* start MATERIAL SUPPLIED *

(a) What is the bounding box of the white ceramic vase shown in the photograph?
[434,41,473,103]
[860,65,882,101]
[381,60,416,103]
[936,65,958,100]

* end MATERIAL SUPPLIED *

Reproduce the material precisely, including every line.

(a) What is the bounding box of the white ceramic vase shown in the photograph?
[434,41,473,103]
[860,65,882,101]
[381,60,416,103]
[936,65,958,100]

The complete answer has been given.